● Testo da leggere:
- - - - - - -
La nota di trascrizione, in sostanza, deve permettere di accertare con sicurezza a favore e a carico di chi la trascrizione debba conseguire i suoi effetti, e quale sia il mutamento giuridico che l'atto trascritto produce in relazione ai beni ai quali si riferisce.
L'articolo 2665 c.c. dispone, infatti, che l'omissione o inesattezza delle indicazioni richieste dalla legge nella nota di trascrizione nuoce alla validità della medesima, se "induca incertezza sulle persone, sul bene, o sul rapporto giuridico a cui si riferisce l'atto" che viene trascritto.
Se il regolamento contenente le limitazioni è stato predisposto dal costruttore, o dall'originario unico proprietario dell'edificio, è opportuno che le limitazioni alla proprietà individuale siano trascritte esplicitamente, assieme al regolamento di condominio in cui sono contenute.
E' sconsigliabile limitarsi a trascrivere l'atto di acquisto dal proprietario originario o dal costruttore che operi un mero richiamo al regolamento condominiale in cui sono contenute le limitazioni. Una parte della dottrina e della giurisprudenza, infatti, ritengono questo tipo di trascrizione (cd trascrizione generica delle limitazioni), non sufficiente a rendere opponibili al terzo acquirente le limitazioni, in quanto non permette al terzo la conoscenza della limitazione, a mezzo della semplice consultazione dei registri immobiliari, ma lo costringe a effettuare indagini ulteriori, concretantesi nel caso di specie nella ricerca e lettura del regolamento citato.
In questo modo verrebbe meno, secondo la tesi in esame, la stessa funzione di pubblicità della trascrizione, rendendola perciò inefficace; o, comunque, si avrebbero omissioni o inesattezze delle indicazioni nella nota di trascrizione, tali da indurre incertezza sulle persone, sul bene, o sul rapporto giuridico cui la trascrizione si riferisce, e tali da renderla inefficace, ai sensi dell'art. 2665 c.c.
- - - - - - -
[Voci di dati estratti]

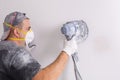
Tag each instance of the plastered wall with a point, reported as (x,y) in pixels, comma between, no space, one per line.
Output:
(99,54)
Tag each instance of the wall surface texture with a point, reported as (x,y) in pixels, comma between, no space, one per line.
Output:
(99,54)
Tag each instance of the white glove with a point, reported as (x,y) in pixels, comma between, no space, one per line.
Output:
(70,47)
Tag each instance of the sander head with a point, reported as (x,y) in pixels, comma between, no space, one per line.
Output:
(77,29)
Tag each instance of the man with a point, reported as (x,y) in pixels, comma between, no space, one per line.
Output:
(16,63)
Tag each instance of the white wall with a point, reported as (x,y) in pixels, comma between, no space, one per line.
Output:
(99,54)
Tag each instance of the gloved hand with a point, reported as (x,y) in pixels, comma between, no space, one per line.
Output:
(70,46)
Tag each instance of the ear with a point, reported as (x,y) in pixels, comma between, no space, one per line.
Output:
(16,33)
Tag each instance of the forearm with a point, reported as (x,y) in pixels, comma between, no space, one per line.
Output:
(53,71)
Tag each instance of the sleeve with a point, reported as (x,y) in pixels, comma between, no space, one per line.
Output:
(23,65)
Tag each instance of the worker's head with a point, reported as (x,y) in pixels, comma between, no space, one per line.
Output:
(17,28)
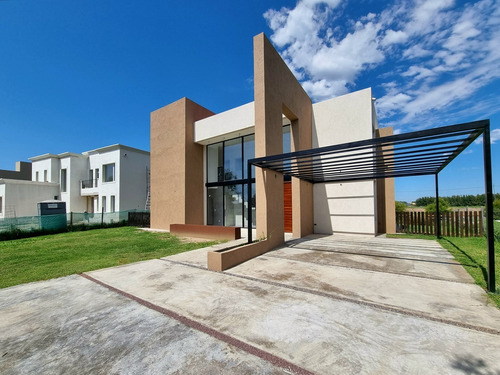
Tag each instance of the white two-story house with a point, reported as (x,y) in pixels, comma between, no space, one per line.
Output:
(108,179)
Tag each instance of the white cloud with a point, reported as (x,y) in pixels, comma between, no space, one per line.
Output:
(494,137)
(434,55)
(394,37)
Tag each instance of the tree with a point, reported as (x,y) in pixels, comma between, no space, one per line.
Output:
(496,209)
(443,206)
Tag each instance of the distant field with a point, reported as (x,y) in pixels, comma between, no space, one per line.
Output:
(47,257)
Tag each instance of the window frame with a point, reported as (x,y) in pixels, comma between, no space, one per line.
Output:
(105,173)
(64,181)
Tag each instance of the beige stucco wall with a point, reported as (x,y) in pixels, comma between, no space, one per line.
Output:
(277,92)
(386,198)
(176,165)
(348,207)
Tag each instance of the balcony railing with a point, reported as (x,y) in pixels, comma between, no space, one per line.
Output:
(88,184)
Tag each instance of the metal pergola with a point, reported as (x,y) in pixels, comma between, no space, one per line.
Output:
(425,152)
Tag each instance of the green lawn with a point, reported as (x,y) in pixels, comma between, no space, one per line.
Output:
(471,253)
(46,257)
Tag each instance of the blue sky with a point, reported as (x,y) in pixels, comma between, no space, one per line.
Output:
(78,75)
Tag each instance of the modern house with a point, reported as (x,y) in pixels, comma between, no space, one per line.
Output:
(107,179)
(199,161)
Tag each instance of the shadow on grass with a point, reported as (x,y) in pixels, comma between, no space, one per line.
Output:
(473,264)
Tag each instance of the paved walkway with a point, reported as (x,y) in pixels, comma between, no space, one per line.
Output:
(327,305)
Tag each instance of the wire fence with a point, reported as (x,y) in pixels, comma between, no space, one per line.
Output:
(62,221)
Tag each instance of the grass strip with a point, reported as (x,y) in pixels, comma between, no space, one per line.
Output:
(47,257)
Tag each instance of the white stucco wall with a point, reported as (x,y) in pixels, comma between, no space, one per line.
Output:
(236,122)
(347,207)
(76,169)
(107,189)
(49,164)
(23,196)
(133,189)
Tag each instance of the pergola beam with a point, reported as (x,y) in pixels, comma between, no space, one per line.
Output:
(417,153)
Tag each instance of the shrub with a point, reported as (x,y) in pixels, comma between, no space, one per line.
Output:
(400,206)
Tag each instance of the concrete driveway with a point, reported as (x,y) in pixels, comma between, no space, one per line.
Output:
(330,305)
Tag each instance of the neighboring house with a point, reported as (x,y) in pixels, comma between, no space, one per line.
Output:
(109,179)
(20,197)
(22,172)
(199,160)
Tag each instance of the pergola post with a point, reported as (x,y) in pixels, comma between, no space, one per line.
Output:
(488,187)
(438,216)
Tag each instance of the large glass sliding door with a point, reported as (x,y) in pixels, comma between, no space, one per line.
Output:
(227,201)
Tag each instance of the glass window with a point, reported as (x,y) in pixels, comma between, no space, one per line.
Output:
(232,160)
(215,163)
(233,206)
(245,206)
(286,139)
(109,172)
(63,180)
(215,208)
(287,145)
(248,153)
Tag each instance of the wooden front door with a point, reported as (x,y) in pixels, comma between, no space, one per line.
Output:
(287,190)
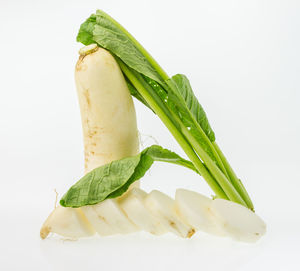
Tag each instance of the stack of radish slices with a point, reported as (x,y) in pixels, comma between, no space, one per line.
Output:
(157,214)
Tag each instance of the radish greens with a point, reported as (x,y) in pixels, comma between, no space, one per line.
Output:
- - - - - - -
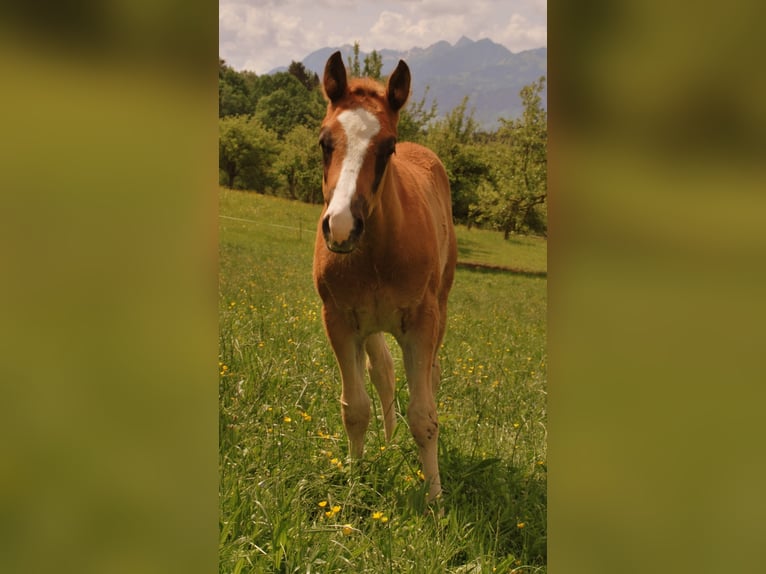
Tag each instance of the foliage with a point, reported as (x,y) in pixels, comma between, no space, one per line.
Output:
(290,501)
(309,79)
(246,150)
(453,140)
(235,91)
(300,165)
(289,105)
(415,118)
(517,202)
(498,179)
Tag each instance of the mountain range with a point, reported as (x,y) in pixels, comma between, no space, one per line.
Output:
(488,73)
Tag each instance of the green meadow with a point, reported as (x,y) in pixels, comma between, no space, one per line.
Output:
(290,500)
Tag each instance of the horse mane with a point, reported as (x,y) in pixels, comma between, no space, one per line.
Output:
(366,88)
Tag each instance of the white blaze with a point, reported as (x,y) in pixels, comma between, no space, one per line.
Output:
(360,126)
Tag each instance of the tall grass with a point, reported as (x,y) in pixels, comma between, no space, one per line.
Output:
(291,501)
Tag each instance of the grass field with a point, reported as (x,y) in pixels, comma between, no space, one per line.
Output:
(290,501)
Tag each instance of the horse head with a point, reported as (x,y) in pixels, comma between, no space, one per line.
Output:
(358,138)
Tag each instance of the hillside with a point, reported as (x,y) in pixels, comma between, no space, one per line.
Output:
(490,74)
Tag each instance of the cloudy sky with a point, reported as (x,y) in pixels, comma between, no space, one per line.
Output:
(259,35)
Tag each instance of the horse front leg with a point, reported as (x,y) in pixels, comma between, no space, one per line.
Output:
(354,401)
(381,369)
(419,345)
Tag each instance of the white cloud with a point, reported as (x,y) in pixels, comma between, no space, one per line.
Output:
- - - - - - -
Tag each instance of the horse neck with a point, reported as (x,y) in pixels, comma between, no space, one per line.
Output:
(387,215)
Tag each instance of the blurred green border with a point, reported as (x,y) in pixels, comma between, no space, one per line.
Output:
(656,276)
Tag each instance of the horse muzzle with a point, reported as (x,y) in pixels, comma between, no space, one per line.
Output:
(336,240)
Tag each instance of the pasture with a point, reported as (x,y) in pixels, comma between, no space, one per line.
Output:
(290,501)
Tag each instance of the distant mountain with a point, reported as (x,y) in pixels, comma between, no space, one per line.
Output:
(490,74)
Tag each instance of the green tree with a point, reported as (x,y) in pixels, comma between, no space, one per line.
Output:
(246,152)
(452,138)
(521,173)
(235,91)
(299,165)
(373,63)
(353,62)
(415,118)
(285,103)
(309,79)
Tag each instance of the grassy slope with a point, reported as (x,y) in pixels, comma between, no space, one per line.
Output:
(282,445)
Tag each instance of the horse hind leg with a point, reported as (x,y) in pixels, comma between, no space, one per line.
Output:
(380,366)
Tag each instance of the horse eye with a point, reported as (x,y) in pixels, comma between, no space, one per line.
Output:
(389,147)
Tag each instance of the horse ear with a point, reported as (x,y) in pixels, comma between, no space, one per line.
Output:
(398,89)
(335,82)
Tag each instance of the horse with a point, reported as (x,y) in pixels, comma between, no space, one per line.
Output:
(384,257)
- - - - - - -
● Consegne dell'esercizio:
a) Quale articolo del codice civile indica il testo sulla trascrizione come norma sull'omissione o inesattezza delle indicazioni nella nota di trascrizione?
b) Trascrivi il passo del testo sulla trascrizione compreso tra "E' sconsigliabile limitarsi" e "del regolamento citato.", estremi inclusi, sostituendo "dottrina" con "letteratura giuridica".
c) Secondo il testo sulla trascrizione, su quali aspetti l'omissione o inesattezza delle indicazioni nella nota non deve indurre incertezza?
Le voci non hanno alcun legame con il testo.

● Soluzioni:
a) L'articolo 2665 c.c.

b)
E' sconsigliabile limitarsi a trascrivere l'atto di acquisto dal proprietario originario o dal costruttore che operi un mero richiamo al regolamento condominiale in cui sono contenute le limitazioni. Una parte della letteratura giuridica e della giurisprudenza, infatti, ritengono questo tipo di trascrizione (cd trascrizione generica delle limitazioni), non sufficiente a rendere opponibili al terzo acquirente le limitazioni, in quanto non permette al terzo la conoscenza della limitazione, a mezzo della semplice consultazione dei registri immobiliari, ma lo costringe a effettuare indagini ulteriori, concretantesi nel caso di specie nella ricerca e lettura del regolamento citato.

c) Sulle persone, sul bene e sul rapporto giuridico a cui si riferisce l'atto trascritto.